-- Directions --
1 – List every name that Elizabeth Keathley gives, in the podcast transcript below, for the work of making a library's assets standard and findable.
2 – According to the podcast transcript below, what role did Henrik de Gyor have on Elizabeth Keathley's book?

-- Document passage --

Henrik de Gyor: [0:00] This is Another DAM Podcast about Digital Asset Management. I’m Henrik de Gyor. Today, I’m speaking with Elizabeth Keathley. Elizabeth, how are you?
Elizabeth Keathley: [0:09] I’m well. How are you?
Henrik: [0:12] Great. Elizabeth, how are you involved with Digital Asset Management?
Elizabeth: [0:17] Wow. [laughs] I’m involved a lot with Digital Asset Management. I’m on the board of the DAM Foundation. I’m currently head of the education committee. I’m also an author. I have a book that just came out.
[0:31] Didn’t you see that on Amazon? Gosh, I write a lot about Digital Asset Management, and I own Atlanta Metadata Authority which helps people with staffing for Digital Asset Management, and I also go in and do a lot of arrangement and description of large sets for people.
[0:47] When you work in Digital Asset Management for a while, you get to this point where you grow the skill set or you can start manipulating thousands or even tens of thousands of assets at a time instead of touching individual ones. Although, you’re still going to do that from time to time anyway.
[1:04] I help people with their metadata modeling and flip everything into CSV sheets usually and help them with their controlled vocabulary and making everything standard and maybe some digital preservation concerns and, evening out their library so they can find things basically which is really just called metadata management. Some people call it metadata cleanup. In the old days, we used to call it library cataloging. Now, we just call it Digital Asset Management work mostly, I guess.
Henrik: [1:36] You recently authored a new book called Digital Asset Management: Content Architectures, Project Management, and Creating Order out of Media Chaos.
Elizabeth: [1:45] Yes, I did and you were the technical editor on that book, Henrik.
Henrik: [1:49] I was.
Elizabeth: [1:50] Yes, I was so glad to have somebody who gets it there and make me mind my Ps and Qs as we went through. I’m really glad the book is out. If people are thinking about buying it, I highly recommend trying to get hold of the PDF copy. I think that’s the best copy because it’s in color and all the links are active.

-- Extracted entries --
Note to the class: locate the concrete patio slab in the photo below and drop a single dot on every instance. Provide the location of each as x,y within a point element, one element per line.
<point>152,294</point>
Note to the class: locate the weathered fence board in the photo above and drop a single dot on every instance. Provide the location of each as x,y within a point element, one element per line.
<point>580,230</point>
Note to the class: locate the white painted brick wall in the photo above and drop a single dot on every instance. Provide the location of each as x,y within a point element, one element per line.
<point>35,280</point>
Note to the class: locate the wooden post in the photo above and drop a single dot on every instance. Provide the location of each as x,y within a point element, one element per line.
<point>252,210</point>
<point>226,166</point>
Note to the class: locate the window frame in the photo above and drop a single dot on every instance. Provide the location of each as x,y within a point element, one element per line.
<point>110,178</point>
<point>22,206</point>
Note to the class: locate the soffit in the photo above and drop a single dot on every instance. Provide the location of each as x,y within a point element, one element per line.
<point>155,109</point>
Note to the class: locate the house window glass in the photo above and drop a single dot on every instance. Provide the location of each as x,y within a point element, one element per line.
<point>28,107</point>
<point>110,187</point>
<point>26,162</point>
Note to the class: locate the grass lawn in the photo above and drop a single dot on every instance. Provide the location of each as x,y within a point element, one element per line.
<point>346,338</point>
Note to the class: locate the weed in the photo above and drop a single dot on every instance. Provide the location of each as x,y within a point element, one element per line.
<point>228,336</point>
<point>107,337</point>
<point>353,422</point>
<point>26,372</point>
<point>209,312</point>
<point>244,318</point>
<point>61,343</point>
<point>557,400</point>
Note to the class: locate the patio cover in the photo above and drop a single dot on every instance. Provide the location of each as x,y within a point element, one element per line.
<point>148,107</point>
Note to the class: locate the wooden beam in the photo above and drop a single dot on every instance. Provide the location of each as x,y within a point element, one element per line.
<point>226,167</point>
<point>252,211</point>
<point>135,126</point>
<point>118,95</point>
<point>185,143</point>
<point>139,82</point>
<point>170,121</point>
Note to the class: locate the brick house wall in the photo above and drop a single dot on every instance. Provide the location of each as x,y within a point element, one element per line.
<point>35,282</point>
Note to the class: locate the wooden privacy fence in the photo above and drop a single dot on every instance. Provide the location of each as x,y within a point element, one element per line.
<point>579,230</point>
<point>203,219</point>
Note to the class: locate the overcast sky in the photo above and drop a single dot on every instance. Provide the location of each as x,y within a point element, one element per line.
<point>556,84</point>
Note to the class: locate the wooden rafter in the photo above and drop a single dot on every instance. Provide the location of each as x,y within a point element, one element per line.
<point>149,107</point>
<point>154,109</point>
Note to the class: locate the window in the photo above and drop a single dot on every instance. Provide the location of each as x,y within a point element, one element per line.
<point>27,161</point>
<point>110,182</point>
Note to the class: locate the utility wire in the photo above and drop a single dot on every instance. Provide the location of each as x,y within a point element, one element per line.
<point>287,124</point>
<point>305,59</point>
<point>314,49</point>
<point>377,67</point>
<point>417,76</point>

-- Solutions to the tasks --
1 –
- metadata management
- metadata cleanup
- library cataloging
- Digital Asset Management work

2 – He was the technical editor.